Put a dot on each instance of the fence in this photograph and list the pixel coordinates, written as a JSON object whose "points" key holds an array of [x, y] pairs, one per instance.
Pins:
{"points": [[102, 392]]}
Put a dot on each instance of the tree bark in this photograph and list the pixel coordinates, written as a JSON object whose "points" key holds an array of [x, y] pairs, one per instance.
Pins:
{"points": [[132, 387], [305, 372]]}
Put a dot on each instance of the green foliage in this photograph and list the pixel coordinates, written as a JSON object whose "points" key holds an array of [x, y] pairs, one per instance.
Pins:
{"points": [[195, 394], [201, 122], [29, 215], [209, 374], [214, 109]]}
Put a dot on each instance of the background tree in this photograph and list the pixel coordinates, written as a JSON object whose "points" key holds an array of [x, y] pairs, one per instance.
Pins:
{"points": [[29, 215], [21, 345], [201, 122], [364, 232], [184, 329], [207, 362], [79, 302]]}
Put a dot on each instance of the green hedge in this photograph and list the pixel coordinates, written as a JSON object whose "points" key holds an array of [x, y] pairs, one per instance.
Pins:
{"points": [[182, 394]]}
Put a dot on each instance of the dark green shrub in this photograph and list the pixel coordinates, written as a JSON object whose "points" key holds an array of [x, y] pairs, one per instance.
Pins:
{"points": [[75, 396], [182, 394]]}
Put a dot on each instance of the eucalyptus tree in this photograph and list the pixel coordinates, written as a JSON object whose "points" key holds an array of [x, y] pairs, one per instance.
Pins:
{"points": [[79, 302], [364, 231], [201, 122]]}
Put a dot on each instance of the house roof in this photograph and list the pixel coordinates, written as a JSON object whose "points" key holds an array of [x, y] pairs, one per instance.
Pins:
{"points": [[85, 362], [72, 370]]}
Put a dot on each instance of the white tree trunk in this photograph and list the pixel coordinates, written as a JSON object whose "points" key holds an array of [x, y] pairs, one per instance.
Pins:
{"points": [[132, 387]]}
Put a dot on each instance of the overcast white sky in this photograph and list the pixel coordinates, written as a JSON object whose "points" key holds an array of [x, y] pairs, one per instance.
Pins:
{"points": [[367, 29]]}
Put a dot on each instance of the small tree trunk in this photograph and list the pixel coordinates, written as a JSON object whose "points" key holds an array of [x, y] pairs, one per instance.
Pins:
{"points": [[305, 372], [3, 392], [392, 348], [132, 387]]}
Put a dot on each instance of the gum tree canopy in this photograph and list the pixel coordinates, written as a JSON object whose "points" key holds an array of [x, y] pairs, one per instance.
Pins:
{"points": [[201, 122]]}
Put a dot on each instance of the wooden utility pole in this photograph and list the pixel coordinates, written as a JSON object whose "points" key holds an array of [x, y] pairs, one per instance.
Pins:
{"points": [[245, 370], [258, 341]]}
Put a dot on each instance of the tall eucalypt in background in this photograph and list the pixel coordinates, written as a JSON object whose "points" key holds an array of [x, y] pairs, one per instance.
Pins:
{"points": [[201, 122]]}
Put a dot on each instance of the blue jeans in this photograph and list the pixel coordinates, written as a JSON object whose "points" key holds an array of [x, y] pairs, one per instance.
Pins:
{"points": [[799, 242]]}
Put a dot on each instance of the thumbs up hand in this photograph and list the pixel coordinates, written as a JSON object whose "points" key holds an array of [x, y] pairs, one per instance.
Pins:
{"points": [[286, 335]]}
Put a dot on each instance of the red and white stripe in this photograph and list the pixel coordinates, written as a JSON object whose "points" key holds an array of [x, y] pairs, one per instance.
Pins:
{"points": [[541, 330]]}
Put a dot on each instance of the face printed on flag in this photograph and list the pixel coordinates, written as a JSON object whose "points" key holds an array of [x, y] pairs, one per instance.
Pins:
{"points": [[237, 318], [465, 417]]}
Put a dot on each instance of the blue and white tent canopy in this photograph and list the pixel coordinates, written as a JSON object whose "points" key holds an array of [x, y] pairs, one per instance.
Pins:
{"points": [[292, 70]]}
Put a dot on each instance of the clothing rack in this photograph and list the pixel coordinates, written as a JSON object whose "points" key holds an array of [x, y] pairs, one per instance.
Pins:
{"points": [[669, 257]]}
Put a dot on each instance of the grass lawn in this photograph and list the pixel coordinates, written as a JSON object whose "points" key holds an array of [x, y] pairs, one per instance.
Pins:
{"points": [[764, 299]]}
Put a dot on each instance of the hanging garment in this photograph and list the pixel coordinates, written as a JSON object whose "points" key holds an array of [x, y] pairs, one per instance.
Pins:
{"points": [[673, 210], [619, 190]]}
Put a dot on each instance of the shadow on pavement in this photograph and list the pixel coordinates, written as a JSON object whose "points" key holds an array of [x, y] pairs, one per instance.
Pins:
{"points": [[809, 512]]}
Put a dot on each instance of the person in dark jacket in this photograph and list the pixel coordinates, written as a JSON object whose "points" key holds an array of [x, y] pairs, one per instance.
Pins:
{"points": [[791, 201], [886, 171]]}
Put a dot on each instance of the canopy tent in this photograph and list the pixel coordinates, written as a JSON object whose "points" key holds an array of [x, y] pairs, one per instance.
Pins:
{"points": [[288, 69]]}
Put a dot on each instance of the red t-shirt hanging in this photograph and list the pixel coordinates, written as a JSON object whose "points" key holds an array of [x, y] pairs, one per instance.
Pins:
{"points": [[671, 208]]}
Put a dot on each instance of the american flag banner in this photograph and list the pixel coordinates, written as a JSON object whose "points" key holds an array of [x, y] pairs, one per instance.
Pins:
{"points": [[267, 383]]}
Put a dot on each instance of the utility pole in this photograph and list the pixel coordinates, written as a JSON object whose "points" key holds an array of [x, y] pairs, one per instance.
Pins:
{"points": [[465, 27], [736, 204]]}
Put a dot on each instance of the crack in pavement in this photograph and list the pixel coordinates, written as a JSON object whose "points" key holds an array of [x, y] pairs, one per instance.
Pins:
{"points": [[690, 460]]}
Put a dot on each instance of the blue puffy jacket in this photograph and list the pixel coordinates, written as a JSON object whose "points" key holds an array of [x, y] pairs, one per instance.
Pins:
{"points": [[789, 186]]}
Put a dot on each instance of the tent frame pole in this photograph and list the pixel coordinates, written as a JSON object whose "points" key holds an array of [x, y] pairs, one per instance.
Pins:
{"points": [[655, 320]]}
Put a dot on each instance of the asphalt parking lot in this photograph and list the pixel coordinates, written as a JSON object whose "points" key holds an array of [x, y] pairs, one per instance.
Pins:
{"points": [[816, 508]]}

:::

Work instruction — Search the data above and return each line in which "hanging" occurs.

Result of this exercise —
Put a dot on each instance of the hanging garment in this photograph and list the pixel coordinates, written as a JSON object whose "points" key holds an array of [x, y] pairs, one per instance.
Put a dot on each instance of the red t-shirt hanging in this photograph and list the pixel coordinates, written as a JSON object whose "points" key holds an array of [x, y] pairs, one per instance.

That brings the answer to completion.